Consigne 1 =
D'après l'extrait ci-dessous, pourquoi était-il compréhensible que le couple n'ait pratiquement jamais parlé de mariage ?
**** Extrait
Chapitre VII - Edouard - le second mariage
Extrait - pages 97 - 98 / 101 - 104
Au retour, seuls au mois d'août 1973, nous nous promenions un samedi dans la galerie marchande de Parly-II que nous fréquentions assidûment depuis son ouverture. Édouard, alors que nous admirions des meubles, copies fidèles d'ancien, dans la vitrine d'Art Décoration, me dit soudainement : .
- “Si je te demandais de m'épouser, tu accepterais ?” .
Un peu surprise du lieu et de la manière impromptue de la demande, je le regardais étonnée ! Nous n'avions pratiquement jamais parlé d'une telle éventualité, mon divorce n'ayant été prononcé qu'en 1972 cela se comprenait. De plus, chat échaudé craint, l'eau froide, dit-on, et nous nous étions malgré tout dit, que la sagesse était peut-être de ne pas “reconvoler”. J'avais attendu, que les neuf mois obligatoires fussent écoulés pour parler d'enfant que j'aimerais avoir de lui, sans succès et il n'avait pas été sans remarquer ma peine. Je supposais donc, que sa demande mûrement réfléchie, intervenait pour me faire comprendre qu'il m'aimait malgré son refus d'être père.
********
**** Données sources
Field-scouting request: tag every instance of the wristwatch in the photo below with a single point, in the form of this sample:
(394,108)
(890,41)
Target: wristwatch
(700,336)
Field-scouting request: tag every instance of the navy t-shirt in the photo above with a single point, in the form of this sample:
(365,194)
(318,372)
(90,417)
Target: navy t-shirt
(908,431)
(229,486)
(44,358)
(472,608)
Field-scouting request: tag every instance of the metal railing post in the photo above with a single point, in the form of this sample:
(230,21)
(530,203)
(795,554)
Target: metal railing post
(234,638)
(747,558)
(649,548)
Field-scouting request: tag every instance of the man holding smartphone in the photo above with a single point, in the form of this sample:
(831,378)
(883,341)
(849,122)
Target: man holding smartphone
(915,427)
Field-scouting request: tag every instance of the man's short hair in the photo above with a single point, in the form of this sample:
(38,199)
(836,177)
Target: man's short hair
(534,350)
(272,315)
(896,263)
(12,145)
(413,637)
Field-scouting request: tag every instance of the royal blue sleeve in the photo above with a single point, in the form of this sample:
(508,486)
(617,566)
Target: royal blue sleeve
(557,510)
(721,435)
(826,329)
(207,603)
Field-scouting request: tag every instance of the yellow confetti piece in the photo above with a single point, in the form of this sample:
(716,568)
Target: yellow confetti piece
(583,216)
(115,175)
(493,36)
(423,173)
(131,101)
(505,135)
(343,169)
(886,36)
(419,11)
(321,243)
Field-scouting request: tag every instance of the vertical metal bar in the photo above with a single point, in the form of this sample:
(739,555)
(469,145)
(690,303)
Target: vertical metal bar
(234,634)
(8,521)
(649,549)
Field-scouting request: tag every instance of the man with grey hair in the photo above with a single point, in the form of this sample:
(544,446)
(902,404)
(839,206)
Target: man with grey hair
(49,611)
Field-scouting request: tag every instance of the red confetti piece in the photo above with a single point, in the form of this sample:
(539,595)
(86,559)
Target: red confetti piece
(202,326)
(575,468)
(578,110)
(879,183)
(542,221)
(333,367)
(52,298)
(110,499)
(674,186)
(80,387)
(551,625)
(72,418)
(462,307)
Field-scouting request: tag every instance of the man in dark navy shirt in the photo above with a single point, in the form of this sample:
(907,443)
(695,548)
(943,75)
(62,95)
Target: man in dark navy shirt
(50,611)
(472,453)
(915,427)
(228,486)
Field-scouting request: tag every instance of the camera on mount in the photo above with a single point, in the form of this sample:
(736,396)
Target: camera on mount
********
Consigne 2 =
Combien de lignes des entrées ci-dessus contiennent le mot « mount » ?

Réponse attendue 1 =
C'était compréhensible parce que le divorce de la narratrice n'avait été prononcé qu'en 1972.

Réponse attendue 2 =
2